» **Task to carry out**
Nothing in the records should change; write them all out again.

[Items from a data source]

::::::

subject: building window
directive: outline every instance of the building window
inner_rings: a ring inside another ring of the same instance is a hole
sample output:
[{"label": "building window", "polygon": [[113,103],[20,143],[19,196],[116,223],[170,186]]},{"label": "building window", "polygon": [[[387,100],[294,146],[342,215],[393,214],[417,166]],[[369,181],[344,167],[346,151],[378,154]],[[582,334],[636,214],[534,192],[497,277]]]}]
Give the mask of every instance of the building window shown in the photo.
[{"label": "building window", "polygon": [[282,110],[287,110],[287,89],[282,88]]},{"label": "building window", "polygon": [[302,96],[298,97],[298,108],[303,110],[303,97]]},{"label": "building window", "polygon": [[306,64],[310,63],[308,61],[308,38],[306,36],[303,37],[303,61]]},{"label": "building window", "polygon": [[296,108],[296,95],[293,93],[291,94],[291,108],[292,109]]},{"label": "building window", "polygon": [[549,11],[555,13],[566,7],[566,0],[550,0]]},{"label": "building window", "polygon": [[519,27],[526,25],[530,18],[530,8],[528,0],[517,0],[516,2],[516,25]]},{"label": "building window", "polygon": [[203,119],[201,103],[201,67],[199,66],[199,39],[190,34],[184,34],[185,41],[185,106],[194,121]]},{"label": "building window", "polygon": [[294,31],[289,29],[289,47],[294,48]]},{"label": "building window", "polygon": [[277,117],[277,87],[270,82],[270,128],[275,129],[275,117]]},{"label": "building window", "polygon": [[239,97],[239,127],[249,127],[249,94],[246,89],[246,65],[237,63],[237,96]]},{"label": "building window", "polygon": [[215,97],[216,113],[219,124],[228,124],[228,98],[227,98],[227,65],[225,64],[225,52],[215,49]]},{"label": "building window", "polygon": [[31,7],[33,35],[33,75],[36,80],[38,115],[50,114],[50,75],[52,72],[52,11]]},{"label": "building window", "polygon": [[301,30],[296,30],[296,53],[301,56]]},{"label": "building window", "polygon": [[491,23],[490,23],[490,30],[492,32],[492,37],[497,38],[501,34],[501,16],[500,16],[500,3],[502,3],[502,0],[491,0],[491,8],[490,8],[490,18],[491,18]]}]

::::::

» **Solution to this task**
subject: building window
directive: outline every instance of the building window
inner_rings: a ring inside another ring of the same instance is a hole
sample output:
[{"label": "building window", "polygon": [[113,103],[20,143],[19,196],[116,223],[170,186]]},{"label": "building window", "polygon": [[[387,100],[294,146],[342,215],[393,214],[417,166]],[[369,181],[344,167],[346,151],[378,154]],[[582,334],[636,214],[534,192],[497,277]]]}]
Give the mask of every instance of the building window shown in the photo.
[{"label": "building window", "polygon": [[282,110],[287,110],[287,89],[282,88]]},{"label": "building window", "polygon": [[302,96],[298,97],[298,108],[303,110],[303,97]]},{"label": "building window", "polygon": [[306,64],[310,63],[308,61],[308,38],[306,36],[303,37],[303,61]]},{"label": "building window", "polygon": [[296,108],[296,95],[293,93],[291,94],[291,108],[292,109]]},{"label": "building window", "polygon": [[549,11],[555,13],[566,7],[566,0],[550,0]]},{"label": "building window", "polygon": [[519,27],[526,25],[530,18],[530,8],[528,0],[517,0],[516,2],[516,25]]},{"label": "building window", "polygon": [[203,119],[201,103],[201,67],[199,66],[199,39],[190,34],[184,34],[185,41],[185,106],[194,121]]},{"label": "building window", "polygon": [[294,31],[289,29],[289,47],[294,48]]},{"label": "building window", "polygon": [[277,117],[277,87],[270,82],[270,128],[275,129],[275,117]]},{"label": "building window", "polygon": [[239,97],[239,127],[249,127],[249,94],[246,89],[246,65],[237,63],[237,96]]},{"label": "building window", "polygon": [[215,97],[216,113],[219,124],[228,124],[228,98],[227,98],[227,65],[225,64],[225,52],[215,49]]},{"label": "building window", "polygon": [[31,7],[33,35],[33,75],[36,80],[38,115],[50,114],[50,75],[52,72],[52,11]]},{"label": "building window", "polygon": [[301,30],[296,30],[296,53],[301,56]]},{"label": "building window", "polygon": [[491,23],[490,23],[490,30],[492,32],[492,37],[497,38],[501,34],[501,16],[500,16],[500,3],[502,3],[502,0],[491,0],[491,8],[490,8],[490,18],[491,18]]}]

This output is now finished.